INPUT:
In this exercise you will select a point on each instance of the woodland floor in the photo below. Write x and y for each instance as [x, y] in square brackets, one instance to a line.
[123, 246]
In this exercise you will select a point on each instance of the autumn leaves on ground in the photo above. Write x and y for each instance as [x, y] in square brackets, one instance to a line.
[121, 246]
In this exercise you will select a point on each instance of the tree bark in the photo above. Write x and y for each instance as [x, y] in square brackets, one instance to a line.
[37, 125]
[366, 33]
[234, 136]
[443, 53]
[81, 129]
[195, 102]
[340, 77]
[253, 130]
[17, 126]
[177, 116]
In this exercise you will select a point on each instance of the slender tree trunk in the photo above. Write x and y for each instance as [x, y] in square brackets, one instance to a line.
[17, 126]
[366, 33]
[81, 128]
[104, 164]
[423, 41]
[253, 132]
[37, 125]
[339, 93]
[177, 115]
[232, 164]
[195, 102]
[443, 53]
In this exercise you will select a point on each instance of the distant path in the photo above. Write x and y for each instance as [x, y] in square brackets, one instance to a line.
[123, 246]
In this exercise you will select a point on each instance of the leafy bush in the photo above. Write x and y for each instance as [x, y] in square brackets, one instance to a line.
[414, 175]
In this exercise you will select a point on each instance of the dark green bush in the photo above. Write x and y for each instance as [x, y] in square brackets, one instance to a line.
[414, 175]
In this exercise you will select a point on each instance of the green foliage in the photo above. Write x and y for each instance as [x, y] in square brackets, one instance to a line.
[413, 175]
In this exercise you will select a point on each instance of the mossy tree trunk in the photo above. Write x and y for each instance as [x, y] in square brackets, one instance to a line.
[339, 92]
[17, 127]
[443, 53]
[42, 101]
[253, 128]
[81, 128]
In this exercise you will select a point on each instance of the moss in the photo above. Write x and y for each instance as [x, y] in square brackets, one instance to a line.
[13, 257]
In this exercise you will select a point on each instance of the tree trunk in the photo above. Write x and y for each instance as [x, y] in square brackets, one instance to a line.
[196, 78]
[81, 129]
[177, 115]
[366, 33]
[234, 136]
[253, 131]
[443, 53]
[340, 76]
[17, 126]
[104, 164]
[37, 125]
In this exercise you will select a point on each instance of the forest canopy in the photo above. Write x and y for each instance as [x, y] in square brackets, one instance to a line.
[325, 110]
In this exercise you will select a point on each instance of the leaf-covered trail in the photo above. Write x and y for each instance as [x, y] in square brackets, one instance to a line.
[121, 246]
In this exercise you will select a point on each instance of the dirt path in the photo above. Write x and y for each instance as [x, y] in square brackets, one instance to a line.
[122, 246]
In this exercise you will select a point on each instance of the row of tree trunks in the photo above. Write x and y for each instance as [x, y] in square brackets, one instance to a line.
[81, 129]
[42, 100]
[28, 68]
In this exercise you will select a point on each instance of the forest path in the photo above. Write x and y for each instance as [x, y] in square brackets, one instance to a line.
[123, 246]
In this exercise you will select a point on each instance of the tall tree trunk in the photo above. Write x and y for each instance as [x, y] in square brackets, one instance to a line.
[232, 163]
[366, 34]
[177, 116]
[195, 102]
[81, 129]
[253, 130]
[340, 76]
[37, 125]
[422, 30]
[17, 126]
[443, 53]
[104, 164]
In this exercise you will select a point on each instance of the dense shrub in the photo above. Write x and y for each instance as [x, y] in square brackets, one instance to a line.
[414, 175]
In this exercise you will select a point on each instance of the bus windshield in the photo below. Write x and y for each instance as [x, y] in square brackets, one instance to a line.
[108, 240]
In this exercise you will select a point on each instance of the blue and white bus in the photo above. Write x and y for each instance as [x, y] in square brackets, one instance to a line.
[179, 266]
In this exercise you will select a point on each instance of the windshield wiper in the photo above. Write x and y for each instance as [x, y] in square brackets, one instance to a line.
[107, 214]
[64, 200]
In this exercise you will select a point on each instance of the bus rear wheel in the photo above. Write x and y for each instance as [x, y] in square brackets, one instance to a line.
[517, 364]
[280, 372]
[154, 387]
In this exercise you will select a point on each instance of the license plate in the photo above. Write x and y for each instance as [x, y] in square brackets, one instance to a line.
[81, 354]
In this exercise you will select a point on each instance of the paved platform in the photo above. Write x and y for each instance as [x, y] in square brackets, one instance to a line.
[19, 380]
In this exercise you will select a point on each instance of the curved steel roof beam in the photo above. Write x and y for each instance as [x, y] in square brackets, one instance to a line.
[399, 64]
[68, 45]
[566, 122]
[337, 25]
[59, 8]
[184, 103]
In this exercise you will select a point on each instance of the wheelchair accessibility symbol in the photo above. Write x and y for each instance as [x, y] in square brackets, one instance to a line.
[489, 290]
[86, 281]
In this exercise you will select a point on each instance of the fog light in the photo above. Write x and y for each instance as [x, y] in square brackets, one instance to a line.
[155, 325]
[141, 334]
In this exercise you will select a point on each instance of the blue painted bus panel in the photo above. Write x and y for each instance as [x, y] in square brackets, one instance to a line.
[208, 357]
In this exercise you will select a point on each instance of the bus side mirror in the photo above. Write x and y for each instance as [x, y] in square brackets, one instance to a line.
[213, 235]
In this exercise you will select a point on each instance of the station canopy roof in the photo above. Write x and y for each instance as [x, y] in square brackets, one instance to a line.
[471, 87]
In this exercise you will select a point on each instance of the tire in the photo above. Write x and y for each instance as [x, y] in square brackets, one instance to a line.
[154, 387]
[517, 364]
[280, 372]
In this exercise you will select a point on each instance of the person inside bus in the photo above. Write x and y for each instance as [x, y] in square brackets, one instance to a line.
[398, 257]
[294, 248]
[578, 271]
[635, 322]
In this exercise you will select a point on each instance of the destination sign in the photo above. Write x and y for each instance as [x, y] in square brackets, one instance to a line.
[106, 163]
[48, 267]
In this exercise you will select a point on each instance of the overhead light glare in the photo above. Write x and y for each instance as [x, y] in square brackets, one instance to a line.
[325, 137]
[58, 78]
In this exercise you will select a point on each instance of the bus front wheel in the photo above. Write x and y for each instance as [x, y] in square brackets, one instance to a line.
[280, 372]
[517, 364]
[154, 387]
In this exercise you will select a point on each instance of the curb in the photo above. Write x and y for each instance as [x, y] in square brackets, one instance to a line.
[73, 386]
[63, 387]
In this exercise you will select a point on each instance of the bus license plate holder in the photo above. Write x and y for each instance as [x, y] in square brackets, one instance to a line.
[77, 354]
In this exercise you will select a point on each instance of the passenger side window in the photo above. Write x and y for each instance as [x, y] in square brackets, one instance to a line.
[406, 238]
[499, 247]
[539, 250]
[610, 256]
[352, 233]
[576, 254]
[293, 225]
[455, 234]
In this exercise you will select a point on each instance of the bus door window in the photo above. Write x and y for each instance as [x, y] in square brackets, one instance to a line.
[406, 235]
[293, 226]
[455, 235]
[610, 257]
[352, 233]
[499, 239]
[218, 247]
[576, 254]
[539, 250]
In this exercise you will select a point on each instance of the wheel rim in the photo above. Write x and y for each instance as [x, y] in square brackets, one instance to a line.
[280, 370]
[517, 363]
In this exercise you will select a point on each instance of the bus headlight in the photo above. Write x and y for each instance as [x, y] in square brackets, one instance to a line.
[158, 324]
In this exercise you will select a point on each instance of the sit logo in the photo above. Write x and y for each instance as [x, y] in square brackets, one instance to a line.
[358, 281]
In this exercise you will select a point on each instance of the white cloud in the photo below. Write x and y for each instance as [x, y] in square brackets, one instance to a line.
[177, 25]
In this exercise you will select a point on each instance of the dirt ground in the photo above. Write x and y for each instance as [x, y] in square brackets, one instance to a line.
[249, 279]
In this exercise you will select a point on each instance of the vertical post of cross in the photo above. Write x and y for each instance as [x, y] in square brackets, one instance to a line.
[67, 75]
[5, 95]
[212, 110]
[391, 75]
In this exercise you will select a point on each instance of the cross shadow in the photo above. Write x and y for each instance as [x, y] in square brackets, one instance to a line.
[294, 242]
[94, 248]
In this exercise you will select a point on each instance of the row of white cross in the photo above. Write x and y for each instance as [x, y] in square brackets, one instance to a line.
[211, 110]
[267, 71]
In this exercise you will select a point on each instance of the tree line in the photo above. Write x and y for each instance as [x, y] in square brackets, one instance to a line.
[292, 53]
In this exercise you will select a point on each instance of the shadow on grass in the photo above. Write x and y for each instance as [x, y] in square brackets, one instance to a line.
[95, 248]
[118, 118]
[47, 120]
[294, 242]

WORK TO COMPLETE:
Starting at the line with "the dirt ground", copy every line up to and including the last one in the entries above.

WRITTEN RESPONSE:
In this exercise you will select a point on each instance of the dirt ground in the photo above. Write x and y for each instance as [x, y] in square brackets, one instance to a line.
[249, 279]
In this exercise you will select a point on each instance of the vertical post of cross in the photo above. Write x and y for each instance as [x, y] in square brackets, one instance to a line.
[67, 75]
[5, 95]
[212, 110]
[391, 75]
In this exercise you will select a point on each instance of the cross shadow in the photo above. Write x and y for each instance as [x, y] in square brackets, one instance to a line.
[294, 242]
[94, 248]
In this exercise you will select a point on each instance of the row of white cross in the photo above. Write x and y for each instance as [x, y] in square brackets, one instance to a line.
[211, 110]
[267, 71]
In this exercise you will select a point on each instance of the tree line in the photo above. Write x and y for each instance as [x, y] in square brackets, one instance to a line.
[292, 53]
In this exercise you will select a point on each instance of the shadow on grass in the photo above. Write x and y for each instance as [x, y] in square brackets, one instance to a line.
[95, 248]
[118, 118]
[47, 120]
[294, 242]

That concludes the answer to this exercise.